## COMPITO
Scrivi il seguito del brano sui boschi toscani all'epoca di Pietro Leopoldo, riprendendo dopo l'ultima riga.

Va però inteso che alcune limitazioni rimanevano sempre; ad esempio il divieto di estirpazione di alcuni tipi di bosco nonostante con il passare del tempo si riuscì a recuperare superfici agricole a scapito di quelle forestali.
È di questo periodo inoltre la fioritura della castanicoltura in Toscana, settore che tutt’oggi sopravvive seppur con le sue enormi difficoltà e del pascolamento in bosco dei maiali (soprattutto nel senese) con la creazione di boschi da ghianda veri e propri pascoli arborei.  
Un altro effetto che si verificò durante i 25 anni di regno di Pietro Leopoldo e che diede forza all’economia agricola fu la nascita di numerosi poderi con caratteristiche simili a quella che oggi verrebbe definita un’azienda agricola multifunzionale.
Insieme ai classici metodi selvicolturali del tempo si vengono a formare nuovi tipi di colture associate al bosco come gli arbusteti a turno quinquennale e gli ericeti per la coltivazione del ciocco d’erica; si crea cosi un impresa contadina basata non solo sull’allevamento o sull’agricoltura come avveniva in epoca medicea, ma che può contare anche su legname e prodotti derivanti dal bosco.



Editto 20 gennaio 1776. Disposizioni relative ai boschi del Granducato di Toscana.

Pietro Leopoldo
Per grazia di Dio
Principe Reale di Ungheria e di Boemia
Arciduca d’Austria
Granduca di Toscana &c.&c.&c.

Voci di dati raccolte:
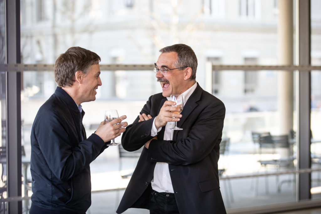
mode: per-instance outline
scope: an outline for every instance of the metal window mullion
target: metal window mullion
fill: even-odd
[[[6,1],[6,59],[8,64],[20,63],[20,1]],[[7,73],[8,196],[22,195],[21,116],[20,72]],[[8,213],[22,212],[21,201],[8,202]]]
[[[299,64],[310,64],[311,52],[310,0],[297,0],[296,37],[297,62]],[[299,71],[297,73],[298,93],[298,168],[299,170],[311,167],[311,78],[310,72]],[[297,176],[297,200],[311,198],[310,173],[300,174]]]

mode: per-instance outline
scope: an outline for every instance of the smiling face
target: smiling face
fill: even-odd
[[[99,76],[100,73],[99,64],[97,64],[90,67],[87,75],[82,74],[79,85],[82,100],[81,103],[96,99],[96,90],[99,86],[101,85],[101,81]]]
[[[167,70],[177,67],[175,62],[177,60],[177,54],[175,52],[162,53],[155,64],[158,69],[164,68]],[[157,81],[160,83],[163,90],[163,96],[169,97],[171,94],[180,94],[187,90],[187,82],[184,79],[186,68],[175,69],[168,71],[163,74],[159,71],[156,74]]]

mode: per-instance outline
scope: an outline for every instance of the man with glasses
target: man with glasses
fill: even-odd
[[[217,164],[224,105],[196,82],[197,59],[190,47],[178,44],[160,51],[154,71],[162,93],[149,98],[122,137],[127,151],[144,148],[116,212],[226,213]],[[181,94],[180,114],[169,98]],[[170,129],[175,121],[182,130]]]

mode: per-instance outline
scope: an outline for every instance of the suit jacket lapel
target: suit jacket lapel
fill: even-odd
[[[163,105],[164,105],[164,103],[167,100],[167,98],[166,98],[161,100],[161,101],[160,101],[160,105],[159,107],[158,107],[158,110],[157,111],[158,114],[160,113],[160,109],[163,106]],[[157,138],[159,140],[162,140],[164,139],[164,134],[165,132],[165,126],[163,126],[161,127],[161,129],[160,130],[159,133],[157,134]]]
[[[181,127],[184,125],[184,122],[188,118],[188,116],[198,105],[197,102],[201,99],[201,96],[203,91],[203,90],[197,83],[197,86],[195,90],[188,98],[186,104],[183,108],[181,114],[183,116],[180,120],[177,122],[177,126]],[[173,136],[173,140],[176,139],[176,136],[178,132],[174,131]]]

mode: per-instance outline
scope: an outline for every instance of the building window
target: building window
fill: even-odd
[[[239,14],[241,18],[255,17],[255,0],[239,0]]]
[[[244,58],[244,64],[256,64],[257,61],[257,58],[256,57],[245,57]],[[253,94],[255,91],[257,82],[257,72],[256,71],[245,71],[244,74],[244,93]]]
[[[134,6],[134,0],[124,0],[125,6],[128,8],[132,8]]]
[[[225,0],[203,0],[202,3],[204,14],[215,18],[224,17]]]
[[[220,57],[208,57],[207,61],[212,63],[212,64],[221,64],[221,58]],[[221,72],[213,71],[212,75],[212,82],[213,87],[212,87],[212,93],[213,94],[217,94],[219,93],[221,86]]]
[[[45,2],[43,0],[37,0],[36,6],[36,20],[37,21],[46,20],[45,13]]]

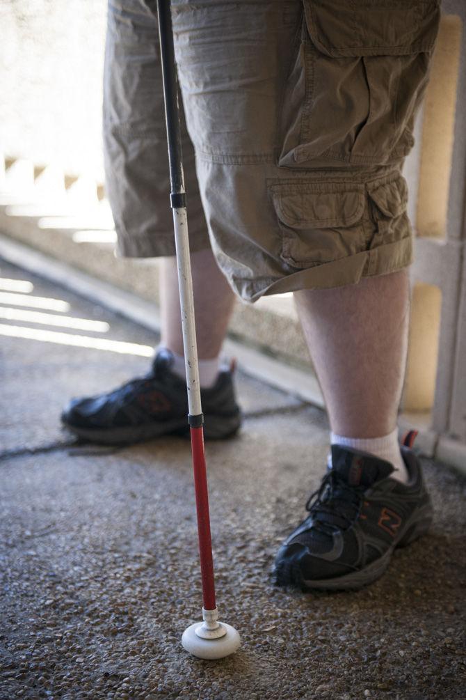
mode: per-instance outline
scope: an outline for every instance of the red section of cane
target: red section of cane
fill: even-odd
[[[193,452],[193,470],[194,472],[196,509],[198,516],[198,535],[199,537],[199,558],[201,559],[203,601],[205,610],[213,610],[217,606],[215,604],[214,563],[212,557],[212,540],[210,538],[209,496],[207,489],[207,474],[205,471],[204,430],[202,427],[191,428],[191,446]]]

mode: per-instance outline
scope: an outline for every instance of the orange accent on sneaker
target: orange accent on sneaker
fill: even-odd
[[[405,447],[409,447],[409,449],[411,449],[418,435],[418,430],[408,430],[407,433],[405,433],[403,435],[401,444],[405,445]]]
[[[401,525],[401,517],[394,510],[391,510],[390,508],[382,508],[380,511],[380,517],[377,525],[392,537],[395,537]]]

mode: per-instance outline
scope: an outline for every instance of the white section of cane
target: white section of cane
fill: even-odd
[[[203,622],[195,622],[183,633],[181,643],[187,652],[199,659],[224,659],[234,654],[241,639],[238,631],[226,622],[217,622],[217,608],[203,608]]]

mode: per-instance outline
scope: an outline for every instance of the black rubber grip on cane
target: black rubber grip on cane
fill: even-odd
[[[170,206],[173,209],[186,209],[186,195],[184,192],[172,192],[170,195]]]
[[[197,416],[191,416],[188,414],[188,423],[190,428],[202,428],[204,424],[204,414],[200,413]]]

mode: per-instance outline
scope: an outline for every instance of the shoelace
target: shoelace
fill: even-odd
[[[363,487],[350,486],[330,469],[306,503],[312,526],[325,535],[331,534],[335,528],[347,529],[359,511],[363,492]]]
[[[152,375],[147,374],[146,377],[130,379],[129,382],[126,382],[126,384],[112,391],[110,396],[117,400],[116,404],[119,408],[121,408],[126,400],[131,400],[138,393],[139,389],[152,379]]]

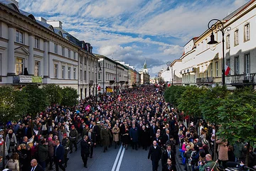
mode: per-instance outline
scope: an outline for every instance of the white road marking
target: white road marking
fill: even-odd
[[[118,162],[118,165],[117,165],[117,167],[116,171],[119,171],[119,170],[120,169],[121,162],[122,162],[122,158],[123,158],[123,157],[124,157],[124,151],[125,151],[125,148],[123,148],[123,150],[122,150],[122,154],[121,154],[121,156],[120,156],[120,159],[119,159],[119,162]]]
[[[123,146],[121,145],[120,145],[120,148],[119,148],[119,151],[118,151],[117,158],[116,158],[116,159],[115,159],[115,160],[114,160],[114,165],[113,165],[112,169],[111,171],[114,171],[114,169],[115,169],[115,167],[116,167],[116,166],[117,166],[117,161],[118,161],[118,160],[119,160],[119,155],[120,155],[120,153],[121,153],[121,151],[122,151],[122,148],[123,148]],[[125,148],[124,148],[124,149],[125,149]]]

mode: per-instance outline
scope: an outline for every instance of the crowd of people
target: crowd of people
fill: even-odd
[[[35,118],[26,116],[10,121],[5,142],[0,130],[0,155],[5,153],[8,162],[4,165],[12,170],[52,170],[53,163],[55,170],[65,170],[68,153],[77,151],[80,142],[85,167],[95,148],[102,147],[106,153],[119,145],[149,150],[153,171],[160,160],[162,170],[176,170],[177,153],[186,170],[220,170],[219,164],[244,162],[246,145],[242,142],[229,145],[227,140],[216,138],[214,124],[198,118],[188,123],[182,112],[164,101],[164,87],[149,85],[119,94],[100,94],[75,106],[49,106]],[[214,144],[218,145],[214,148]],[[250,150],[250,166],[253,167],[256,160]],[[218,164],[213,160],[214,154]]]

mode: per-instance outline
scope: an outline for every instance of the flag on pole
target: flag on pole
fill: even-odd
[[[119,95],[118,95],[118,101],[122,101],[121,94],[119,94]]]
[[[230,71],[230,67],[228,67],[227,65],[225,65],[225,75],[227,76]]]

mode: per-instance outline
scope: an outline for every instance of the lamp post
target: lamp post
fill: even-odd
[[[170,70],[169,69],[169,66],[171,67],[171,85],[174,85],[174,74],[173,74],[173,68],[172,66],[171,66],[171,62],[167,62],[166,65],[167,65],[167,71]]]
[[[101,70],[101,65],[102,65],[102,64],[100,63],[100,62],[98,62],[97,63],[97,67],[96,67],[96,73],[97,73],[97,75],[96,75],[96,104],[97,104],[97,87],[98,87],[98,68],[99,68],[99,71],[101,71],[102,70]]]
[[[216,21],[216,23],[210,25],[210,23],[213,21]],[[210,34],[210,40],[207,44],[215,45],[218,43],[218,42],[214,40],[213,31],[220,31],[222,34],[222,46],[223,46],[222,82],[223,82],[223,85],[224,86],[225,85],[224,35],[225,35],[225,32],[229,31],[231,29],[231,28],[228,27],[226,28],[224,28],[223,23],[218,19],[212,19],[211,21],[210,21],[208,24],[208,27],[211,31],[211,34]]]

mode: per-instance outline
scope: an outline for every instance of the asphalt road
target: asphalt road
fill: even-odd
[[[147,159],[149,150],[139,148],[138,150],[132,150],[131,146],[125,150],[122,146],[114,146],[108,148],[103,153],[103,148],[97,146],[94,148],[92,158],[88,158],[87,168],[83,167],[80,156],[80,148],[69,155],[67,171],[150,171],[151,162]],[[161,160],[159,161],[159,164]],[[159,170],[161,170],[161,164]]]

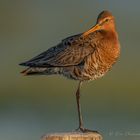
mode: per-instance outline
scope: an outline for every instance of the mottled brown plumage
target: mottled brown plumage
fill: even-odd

## RISPOSTA
Essendo Noi persuasi che la conservazione delle Boscaglie interessa principalmente i Possessori, e che le leggi proibitive del taglio di diverse specie di piante, pubblicate in varj tempi dai Magistrati, e Tribunali con approvazione dei nostri Reali Predecessori, ledono i diritti della proprietà, ed espongono i Possessori a frequenti vessazioni, e processi, non per altro motivo, che per quello d’aver omesso di chiedere una licenza, te non gli sarebbe stata negata;
E volendo porvi l’opportuno riparo, ci siamo determinati a restituire ai Possessori, conforme col presente Editto restituiamo la facoltà tolta loro dalle Leggi suddette, di tagliare, senz’obbligo di chiedere alcuna licenza, Quercie, Farnie, Istie, Castagni, Olmi, Pini, e generalmente qualunque altra sorte di piante, e di boschi di loro pertinenza in qualunque parte del Gran Ducato, a riserva che nei luoghi infrascritti:
Negli Appennini dentro al miglio dalla cima dei medesimi dall’una, e dall’altra parte, non compresa però la montagna
di Pistoia, per la quale abbiamo dato disposizioni particolari colla Legge del dì 14 agosto 1775.
Nei Circondarj delle Macchie riservate agli Edifizj della Magona del ferro situati nella Maremma Senese e Pisana, e nel Vicariato di Pietra Santa.
Nelle Macchie addette alle Moje del sale di Volterra; intendendo, che rispetto ai Circondarj, e luoghi sopraccennati non sia fatta innovazione alcuna, e si osservi quanto si dispone dalle Leggi veglianti.
Vogliamo parimente, che resti nel suo pieno vigore e osservanza la Legge dei 3 marzo 1769, riguardo ai Pini salvatici a favore dell’Uffizio dei Fossi di Pisa.
Confermiamo la proibizione d’arroncare, far cetine, o addebbiare, e seminare in tutti quei luoghi, nei quali dalle Leggi veglianti sono proibite tali operazioni, o lavori sotto le pene imposte dalle Leggi suddette, dichiarando, che da qui avanti non saranno accordate le licenze di arroncare neppure nelle Alpi di S. Gaudenzio, non ostante l’Editto dei 6
settembre 1769, che resta intieramente revocato, ed abolito.
Parimente confermiamo la proibizione dell’estrazione dalla parte di Mare, tanto del legname da Costruzione, o da Magistero, quanto del carbone e legna da ardére, e di qualunque altra sorte di lavorazione, senza aver ottenuta, anco prima di tagliare, la licenza dell’estrazione suddetta, e pagarne la tassa, o sia tratta dovuta alla cassa de’Boschi nelle solite forme.
Tale è la nostra volontà di cui comandiamo l’inviolabile osservanza, derogando a qualunque Legge, Statuto, o Consuetudine in quella parte, che fosse contraria a quanto sopra abbiamo disposto.